» Aim a
Please repeat the entries below word for word, starting at the first entry and stopping after the line that contains "(1107, 411)".

In connection with the Merger Agreement, Patriot and the ArcLight Funds have entered into a Bridge Facility Commitment Letter dated as of April 2, 2008, pursuant to which the ArcLight Funds will provide Patriot with up to $150,000,000 of financing (the “ArcLight Financing”) at closing of the Merger to be used to repay existing indebtedness of Magnum.  The foregoing description of the Bridge Facility Commitment Letter does not purport to be complete and is qualified in its entirety by reference to the Bridge Facility Commitment Letter filed as Exhibit 10.2 hereto and incorporated into this report by reference.
 
In connection with the Merger Agreement, Patriot entered into Support Agreements (the “Support Agreements”) dated as of April 2, 2008, with certain stockholders of Magnum who own approximately 98.9% of the outstanding common stock of Magnum.  Pursuant to the Support Agreements, immediately after the execution and delivery of the Merger Agreement, such stockholders executed and delivered irrevocable written consents approving the Merger Agreement.  As a result of obtaining such written consents, no further action on the part of Magnum’s stockholders is required in connection with the approval of the Merger.  The foregoing description of the Support Agreements does not purport to be complete and is qualified in its entirety by reference to the form of Support Agreement, which is filed as Exhibit 10.3 hereto, and is incorporated into this report by reference.

» Aim b
Copy the merger passage above verbatim, beginning at the words "In connection with the Merger Agreement, Patriot entered" and ending after "is incorporated into this report by reference.".

» Extracted material
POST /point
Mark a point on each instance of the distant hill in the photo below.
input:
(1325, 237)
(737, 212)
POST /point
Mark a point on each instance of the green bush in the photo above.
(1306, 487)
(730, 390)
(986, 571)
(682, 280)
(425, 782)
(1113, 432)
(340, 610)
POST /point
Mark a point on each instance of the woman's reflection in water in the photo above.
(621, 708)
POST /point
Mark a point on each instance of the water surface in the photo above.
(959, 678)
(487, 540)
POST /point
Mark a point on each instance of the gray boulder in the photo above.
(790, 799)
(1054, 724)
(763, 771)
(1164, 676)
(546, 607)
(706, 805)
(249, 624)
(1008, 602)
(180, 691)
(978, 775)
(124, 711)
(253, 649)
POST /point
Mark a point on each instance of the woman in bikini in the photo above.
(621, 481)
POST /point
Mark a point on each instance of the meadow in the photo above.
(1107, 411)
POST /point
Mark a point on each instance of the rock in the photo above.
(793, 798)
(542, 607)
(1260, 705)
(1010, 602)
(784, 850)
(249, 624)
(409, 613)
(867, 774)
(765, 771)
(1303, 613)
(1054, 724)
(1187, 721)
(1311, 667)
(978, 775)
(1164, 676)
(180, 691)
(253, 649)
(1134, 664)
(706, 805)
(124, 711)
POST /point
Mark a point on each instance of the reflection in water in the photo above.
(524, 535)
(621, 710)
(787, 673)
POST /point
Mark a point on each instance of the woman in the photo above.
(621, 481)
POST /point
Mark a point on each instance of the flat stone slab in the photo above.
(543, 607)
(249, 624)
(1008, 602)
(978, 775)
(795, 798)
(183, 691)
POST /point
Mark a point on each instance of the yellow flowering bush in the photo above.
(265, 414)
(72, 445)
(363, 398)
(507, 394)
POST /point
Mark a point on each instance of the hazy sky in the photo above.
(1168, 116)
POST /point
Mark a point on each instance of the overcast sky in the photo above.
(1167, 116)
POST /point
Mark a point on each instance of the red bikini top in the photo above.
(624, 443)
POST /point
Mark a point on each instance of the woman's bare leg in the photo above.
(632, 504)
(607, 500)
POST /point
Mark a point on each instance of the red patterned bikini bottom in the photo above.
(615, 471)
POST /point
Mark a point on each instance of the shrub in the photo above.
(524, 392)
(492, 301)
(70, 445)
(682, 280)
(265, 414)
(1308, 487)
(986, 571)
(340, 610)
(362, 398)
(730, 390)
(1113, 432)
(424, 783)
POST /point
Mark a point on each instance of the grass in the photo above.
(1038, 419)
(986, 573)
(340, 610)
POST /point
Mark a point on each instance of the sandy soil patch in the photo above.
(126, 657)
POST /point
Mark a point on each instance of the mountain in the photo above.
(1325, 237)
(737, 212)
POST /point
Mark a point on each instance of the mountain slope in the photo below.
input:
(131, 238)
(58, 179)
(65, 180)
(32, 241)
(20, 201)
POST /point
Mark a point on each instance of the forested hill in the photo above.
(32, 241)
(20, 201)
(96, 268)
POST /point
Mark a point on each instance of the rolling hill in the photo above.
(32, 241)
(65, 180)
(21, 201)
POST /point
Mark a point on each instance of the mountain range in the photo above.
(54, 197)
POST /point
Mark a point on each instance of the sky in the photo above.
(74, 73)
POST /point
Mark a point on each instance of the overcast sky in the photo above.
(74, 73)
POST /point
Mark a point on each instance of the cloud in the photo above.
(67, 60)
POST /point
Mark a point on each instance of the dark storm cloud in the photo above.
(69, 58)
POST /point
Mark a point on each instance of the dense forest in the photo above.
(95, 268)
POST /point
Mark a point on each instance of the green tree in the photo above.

» Right answer a
POST /point
Mark a point on each instance of the distant hill in the photo below.
input:
(1325, 237)
(737, 212)
POST /point
Mark a point on each instance of the green bush in the photo above.
(1306, 487)
(730, 390)
(986, 571)
(682, 280)
(425, 782)
(1113, 432)
(340, 610)
POST /point
Mark a point on each instance of the woman's reflection in water in the photo above.
(621, 708)
POST /point
Mark a point on each instance of the water surface in the photo above.
(959, 678)
(487, 540)
POST /point
Mark a point on each instance of the gray boulder in the photo above.
(790, 799)
(1054, 724)
(763, 771)
(1164, 676)
(546, 607)
(706, 805)
(249, 624)
(1008, 602)
(180, 691)
(978, 775)
(124, 711)
(253, 649)
POST /point
Mark a point on each instance of the woman in bikini in the photo above.
(621, 481)
POST /point
Mark a point on each instance of the meadow in the photo above.
(1107, 411)

» Right answer b
In connection with the Merger Agreement, Patriot entered into Support Agreements (the “Support Agreements”) dated as of April 2, 2008, with certain stockholders of Magnum who own approximately 98.9% of the outstanding common stock of Magnum.  Pursuant to the Support Agreements, immediately after the execution and delivery of the Merger Agreement, such stockholders executed and delivered irrevocable written consents approving the Merger Agreement.  As a result of obtaining such written consents, no further action on the part of Magnum’s stockholders is required in connection with the approval of the Merger.  The foregoing description of the Support Agreements does not purport to be complete and is qualified in its entirety by reference to the form of Support Agreement, which is filed as Exhibit 10.3 hereto, and is incorporated into this report by reference.